== Exercise details ==
Count the lines in the items below that contain the string "steel", treating case as significant. Reply with the count alone.

Excerpts from location labeling data
== == ==

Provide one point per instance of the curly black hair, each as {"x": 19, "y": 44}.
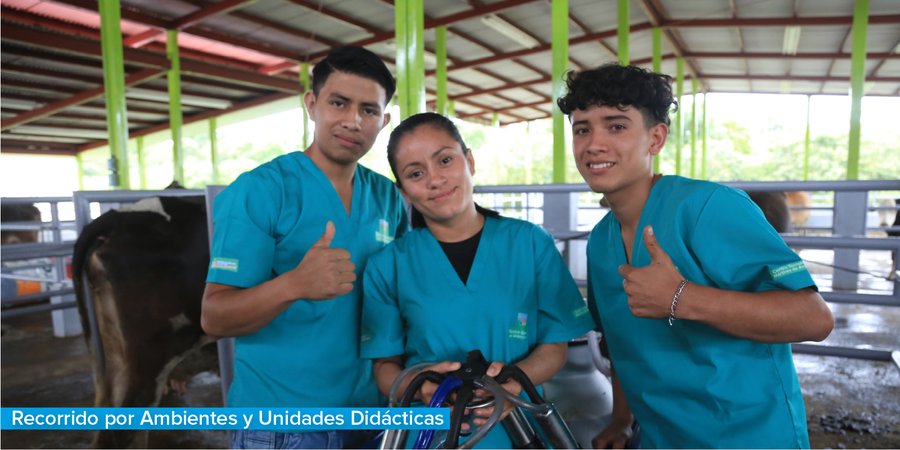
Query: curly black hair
{"x": 620, "y": 86}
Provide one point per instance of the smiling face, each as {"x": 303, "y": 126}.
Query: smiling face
{"x": 613, "y": 147}
{"x": 349, "y": 114}
{"x": 435, "y": 174}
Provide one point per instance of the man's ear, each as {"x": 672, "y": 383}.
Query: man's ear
{"x": 658, "y": 135}
{"x": 309, "y": 99}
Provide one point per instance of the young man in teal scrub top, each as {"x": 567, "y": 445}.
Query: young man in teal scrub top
{"x": 697, "y": 296}
{"x": 291, "y": 237}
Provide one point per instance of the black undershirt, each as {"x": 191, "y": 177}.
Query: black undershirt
{"x": 461, "y": 254}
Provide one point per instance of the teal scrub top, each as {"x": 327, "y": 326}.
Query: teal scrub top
{"x": 690, "y": 385}
{"x": 264, "y": 223}
{"x": 519, "y": 294}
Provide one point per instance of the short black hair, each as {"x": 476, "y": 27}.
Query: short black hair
{"x": 356, "y": 61}
{"x": 620, "y": 86}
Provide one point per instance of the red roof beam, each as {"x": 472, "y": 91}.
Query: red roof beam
{"x": 77, "y": 99}
{"x": 196, "y": 118}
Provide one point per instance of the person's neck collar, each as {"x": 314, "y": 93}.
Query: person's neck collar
{"x": 337, "y": 173}
{"x": 459, "y": 228}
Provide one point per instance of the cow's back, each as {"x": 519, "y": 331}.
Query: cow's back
{"x": 145, "y": 272}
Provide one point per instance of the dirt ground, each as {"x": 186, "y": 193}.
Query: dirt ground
{"x": 850, "y": 403}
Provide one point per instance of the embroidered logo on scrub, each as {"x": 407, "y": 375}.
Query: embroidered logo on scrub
{"x": 787, "y": 269}
{"x": 520, "y": 329}
{"x": 383, "y": 234}
{"x": 580, "y": 311}
{"x": 224, "y": 264}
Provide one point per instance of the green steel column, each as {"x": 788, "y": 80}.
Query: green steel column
{"x": 624, "y": 29}
{"x": 417, "y": 90}
{"x": 857, "y": 81}
{"x": 440, "y": 46}
{"x": 806, "y": 142}
{"x": 679, "y": 90}
{"x": 704, "y": 128}
{"x": 409, "y": 18}
{"x": 305, "y": 84}
{"x": 142, "y": 164}
{"x": 657, "y": 67}
{"x": 694, "y": 127}
{"x": 214, "y": 149}
{"x": 560, "y": 21}
{"x": 175, "y": 119}
{"x": 400, "y": 62}
{"x": 657, "y": 49}
{"x": 114, "y": 85}
{"x": 80, "y": 163}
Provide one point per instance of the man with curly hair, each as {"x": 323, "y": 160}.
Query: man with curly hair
{"x": 697, "y": 296}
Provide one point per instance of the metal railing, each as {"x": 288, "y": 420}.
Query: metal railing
{"x": 569, "y": 211}
{"x": 43, "y": 263}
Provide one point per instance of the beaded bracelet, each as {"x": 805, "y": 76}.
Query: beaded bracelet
{"x": 675, "y": 302}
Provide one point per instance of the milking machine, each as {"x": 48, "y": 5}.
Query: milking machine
{"x": 472, "y": 376}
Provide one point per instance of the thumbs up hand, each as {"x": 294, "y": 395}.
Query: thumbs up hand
{"x": 650, "y": 288}
{"x": 325, "y": 272}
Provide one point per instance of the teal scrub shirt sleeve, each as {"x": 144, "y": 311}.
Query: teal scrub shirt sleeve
{"x": 243, "y": 244}
{"x": 738, "y": 249}
{"x": 382, "y": 333}
{"x": 562, "y": 312}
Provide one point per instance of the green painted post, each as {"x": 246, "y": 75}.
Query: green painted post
{"x": 175, "y": 118}
{"x": 624, "y": 29}
{"x": 417, "y": 56}
{"x": 142, "y": 163}
{"x": 400, "y": 63}
{"x": 440, "y": 44}
{"x": 409, "y": 17}
{"x": 857, "y": 82}
{"x": 704, "y": 128}
{"x": 305, "y": 85}
{"x": 657, "y": 67}
{"x": 679, "y": 133}
{"x": 657, "y": 49}
{"x": 560, "y": 46}
{"x": 214, "y": 150}
{"x": 114, "y": 86}
{"x": 806, "y": 142}
{"x": 80, "y": 163}
{"x": 694, "y": 127}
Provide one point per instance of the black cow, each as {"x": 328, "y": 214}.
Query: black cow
{"x": 145, "y": 270}
{"x": 775, "y": 208}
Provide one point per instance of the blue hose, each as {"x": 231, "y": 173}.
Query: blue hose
{"x": 437, "y": 400}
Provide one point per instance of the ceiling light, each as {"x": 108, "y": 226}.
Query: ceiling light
{"x": 791, "y": 40}
{"x": 509, "y": 30}
{"x": 62, "y": 132}
{"x": 189, "y": 100}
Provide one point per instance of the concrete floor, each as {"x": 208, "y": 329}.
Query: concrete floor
{"x": 850, "y": 403}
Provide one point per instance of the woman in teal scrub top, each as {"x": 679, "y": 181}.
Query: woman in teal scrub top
{"x": 464, "y": 278}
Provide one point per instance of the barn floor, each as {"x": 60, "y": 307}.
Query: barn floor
{"x": 850, "y": 403}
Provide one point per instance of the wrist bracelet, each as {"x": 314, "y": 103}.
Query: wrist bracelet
{"x": 675, "y": 302}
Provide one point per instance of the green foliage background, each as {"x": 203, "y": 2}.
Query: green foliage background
{"x": 740, "y": 146}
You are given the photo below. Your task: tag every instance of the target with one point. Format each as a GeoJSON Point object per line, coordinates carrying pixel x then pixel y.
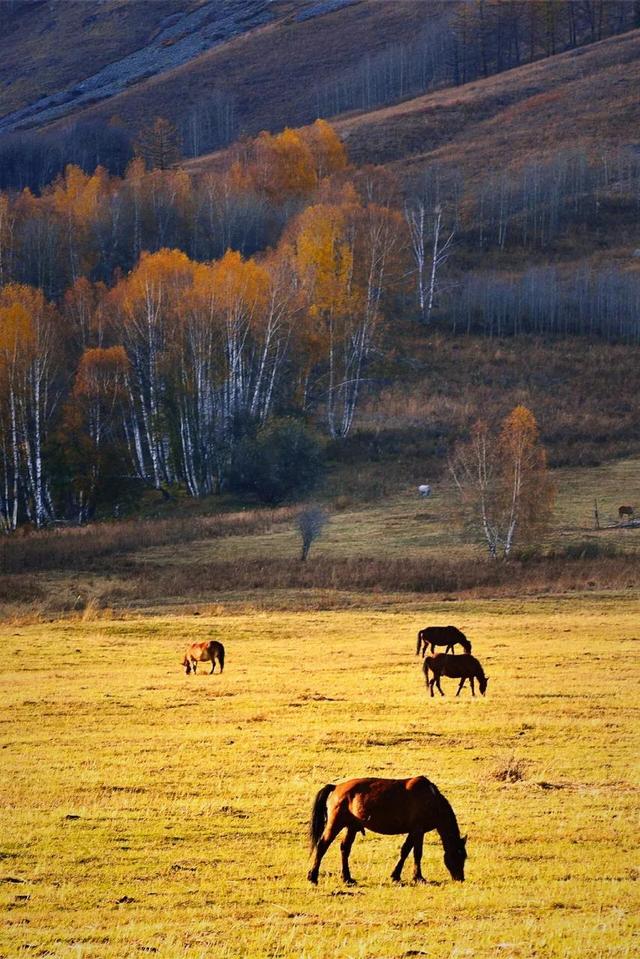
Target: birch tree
{"type": "Point", "coordinates": [430, 248]}
{"type": "Point", "coordinates": [29, 349]}
{"type": "Point", "coordinates": [503, 482]}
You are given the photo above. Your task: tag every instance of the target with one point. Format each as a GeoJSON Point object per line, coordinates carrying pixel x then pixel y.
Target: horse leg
{"type": "Point", "coordinates": [417, 858]}
{"type": "Point", "coordinates": [345, 849]}
{"type": "Point", "coordinates": [330, 832]}
{"type": "Point", "coordinates": [396, 875]}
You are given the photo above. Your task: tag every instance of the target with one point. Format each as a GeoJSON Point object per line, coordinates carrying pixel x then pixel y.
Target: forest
{"type": "Point", "coordinates": [154, 325]}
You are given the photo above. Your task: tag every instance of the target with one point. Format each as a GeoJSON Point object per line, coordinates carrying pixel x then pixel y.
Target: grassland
{"type": "Point", "coordinates": [144, 812]}
{"type": "Point", "coordinates": [393, 549]}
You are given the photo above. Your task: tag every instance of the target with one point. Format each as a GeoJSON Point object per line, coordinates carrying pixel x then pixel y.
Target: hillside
{"type": "Point", "coordinates": [582, 98]}
{"type": "Point", "coordinates": [586, 97]}
{"type": "Point", "coordinates": [184, 51]}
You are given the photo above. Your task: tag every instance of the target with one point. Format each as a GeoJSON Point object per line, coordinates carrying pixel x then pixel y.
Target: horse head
{"type": "Point", "coordinates": [455, 857]}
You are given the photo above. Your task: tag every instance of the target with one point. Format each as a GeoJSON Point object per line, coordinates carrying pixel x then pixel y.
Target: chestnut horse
{"type": "Point", "coordinates": [390, 807]}
{"type": "Point", "coordinates": [209, 651]}
{"type": "Point", "coordinates": [456, 667]}
{"type": "Point", "coordinates": [446, 636]}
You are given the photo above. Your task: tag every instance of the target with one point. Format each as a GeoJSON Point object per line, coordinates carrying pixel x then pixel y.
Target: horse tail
{"type": "Point", "coordinates": [480, 676]}
{"type": "Point", "coordinates": [425, 669]}
{"type": "Point", "coordinates": [319, 814]}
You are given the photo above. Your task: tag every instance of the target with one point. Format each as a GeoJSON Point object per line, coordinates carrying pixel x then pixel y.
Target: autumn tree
{"type": "Point", "coordinates": [29, 352]}
{"type": "Point", "coordinates": [93, 424]}
{"type": "Point", "coordinates": [342, 251]}
{"type": "Point", "coordinates": [503, 481]}
{"type": "Point", "coordinates": [145, 303]}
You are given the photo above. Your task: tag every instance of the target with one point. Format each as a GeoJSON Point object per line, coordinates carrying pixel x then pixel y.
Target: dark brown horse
{"type": "Point", "coordinates": [446, 636]}
{"type": "Point", "coordinates": [390, 807]}
{"type": "Point", "coordinates": [210, 651]}
{"type": "Point", "coordinates": [456, 667]}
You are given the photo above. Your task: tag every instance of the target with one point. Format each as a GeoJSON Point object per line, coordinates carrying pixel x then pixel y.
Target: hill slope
{"type": "Point", "coordinates": [587, 97]}
{"type": "Point", "coordinates": [260, 52]}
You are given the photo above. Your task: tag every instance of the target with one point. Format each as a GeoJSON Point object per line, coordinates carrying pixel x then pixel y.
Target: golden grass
{"type": "Point", "coordinates": [509, 118]}
{"type": "Point", "coordinates": [144, 812]}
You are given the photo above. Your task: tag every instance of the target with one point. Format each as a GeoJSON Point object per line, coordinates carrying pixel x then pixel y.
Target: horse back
{"type": "Point", "coordinates": [388, 806]}
{"type": "Point", "coordinates": [455, 666]}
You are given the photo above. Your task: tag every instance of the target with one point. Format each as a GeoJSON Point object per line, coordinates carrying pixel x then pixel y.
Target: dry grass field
{"type": "Point", "coordinates": [144, 812]}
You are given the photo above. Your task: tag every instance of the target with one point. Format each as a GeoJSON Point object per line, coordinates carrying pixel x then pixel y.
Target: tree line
{"type": "Point", "coordinates": [161, 329]}
{"type": "Point", "coordinates": [164, 372]}
{"type": "Point", "coordinates": [471, 40]}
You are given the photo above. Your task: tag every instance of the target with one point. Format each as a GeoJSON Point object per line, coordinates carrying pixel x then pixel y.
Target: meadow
{"type": "Point", "coordinates": [144, 812]}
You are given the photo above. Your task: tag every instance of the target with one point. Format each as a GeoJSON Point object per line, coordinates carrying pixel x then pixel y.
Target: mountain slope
{"type": "Point", "coordinates": [126, 43]}
{"type": "Point", "coordinates": [588, 97]}
{"type": "Point", "coordinates": [271, 59]}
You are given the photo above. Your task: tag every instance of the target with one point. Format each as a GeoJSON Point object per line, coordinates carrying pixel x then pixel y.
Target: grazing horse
{"type": "Point", "coordinates": [210, 651]}
{"type": "Point", "coordinates": [441, 636]}
{"type": "Point", "coordinates": [456, 667]}
{"type": "Point", "coordinates": [391, 807]}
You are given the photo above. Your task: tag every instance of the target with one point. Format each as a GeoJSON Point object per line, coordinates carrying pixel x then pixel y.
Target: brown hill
{"type": "Point", "coordinates": [272, 65]}
{"type": "Point", "coordinates": [589, 97]}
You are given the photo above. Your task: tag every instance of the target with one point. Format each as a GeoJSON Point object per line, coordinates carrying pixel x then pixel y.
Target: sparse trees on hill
{"type": "Point", "coordinates": [158, 144]}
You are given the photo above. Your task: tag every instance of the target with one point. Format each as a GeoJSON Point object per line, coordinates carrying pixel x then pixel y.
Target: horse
{"type": "Point", "coordinates": [209, 651]}
{"type": "Point", "coordinates": [456, 667]}
{"type": "Point", "coordinates": [441, 636]}
{"type": "Point", "coordinates": [390, 807]}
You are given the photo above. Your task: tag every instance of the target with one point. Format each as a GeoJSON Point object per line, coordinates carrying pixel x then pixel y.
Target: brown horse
{"type": "Point", "coordinates": [210, 651]}
{"type": "Point", "coordinates": [390, 807]}
{"type": "Point", "coordinates": [446, 636]}
{"type": "Point", "coordinates": [456, 667]}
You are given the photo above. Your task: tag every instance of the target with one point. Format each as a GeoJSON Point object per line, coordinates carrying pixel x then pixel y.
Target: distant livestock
{"type": "Point", "coordinates": [446, 636]}
{"type": "Point", "coordinates": [455, 667]}
{"type": "Point", "coordinates": [209, 651]}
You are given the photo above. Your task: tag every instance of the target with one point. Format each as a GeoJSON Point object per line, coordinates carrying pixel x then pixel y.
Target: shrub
{"type": "Point", "coordinates": [285, 459]}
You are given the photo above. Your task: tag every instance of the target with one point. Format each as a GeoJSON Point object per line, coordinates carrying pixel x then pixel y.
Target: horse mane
{"type": "Point", "coordinates": [449, 828]}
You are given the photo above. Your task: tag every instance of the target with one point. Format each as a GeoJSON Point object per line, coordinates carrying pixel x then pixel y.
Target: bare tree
{"type": "Point", "coordinates": [310, 522]}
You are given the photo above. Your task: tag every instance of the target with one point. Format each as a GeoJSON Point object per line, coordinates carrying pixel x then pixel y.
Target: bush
{"type": "Point", "coordinates": [285, 459]}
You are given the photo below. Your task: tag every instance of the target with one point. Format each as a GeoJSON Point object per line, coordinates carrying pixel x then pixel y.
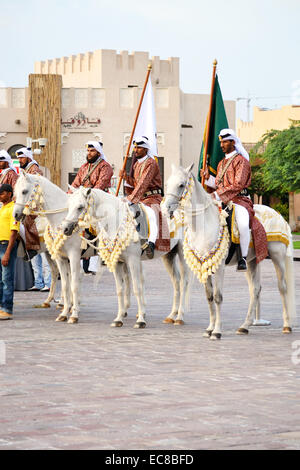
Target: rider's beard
{"type": "Point", "coordinates": [92, 160]}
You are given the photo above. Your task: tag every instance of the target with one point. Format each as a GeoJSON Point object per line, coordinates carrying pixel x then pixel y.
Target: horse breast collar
{"type": "Point", "coordinates": [4, 173]}
{"type": "Point", "coordinates": [91, 170]}
{"type": "Point", "coordinates": [29, 166]}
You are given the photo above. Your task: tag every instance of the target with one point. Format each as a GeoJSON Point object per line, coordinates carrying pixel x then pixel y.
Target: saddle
{"type": "Point", "coordinates": [143, 228]}
{"type": "Point", "coordinates": [234, 246]}
{"type": "Point", "coordinates": [276, 228]}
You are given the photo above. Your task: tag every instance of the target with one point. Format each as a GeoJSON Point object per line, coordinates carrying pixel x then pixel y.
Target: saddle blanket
{"type": "Point", "coordinates": [277, 229]}
{"type": "Point", "coordinates": [143, 228]}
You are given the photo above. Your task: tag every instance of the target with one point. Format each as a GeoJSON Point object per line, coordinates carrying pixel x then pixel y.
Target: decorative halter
{"type": "Point", "coordinates": [54, 239]}
{"type": "Point", "coordinates": [202, 265]}
{"type": "Point", "coordinates": [34, 205]}
{"type": "Point", "coordinates": [108, 249]}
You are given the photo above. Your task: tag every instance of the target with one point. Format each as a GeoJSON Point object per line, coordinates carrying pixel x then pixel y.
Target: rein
{"type": "Point", "coordinates": [202, 265]}
{"type": "Point", "coordinates": [35, 201]}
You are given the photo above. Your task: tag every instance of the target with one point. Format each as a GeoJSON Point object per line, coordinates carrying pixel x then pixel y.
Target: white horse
{"type": "Point", "coordinates": [119, 244]}
{"type": "Point", "coordinates": [36, 195]}
{"type": "Point", "coordinates": [202, 225]}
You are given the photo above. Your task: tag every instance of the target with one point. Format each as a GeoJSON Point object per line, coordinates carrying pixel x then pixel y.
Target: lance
{"type": "Point", "coordinates": [134, 126]}
{"type": "Point", "coordinates": [204, 163]}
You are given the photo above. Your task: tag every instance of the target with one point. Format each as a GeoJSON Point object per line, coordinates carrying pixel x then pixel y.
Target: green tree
{"type": "Point", "coordinates": [280, 170]}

== == ==

== Solution ==
2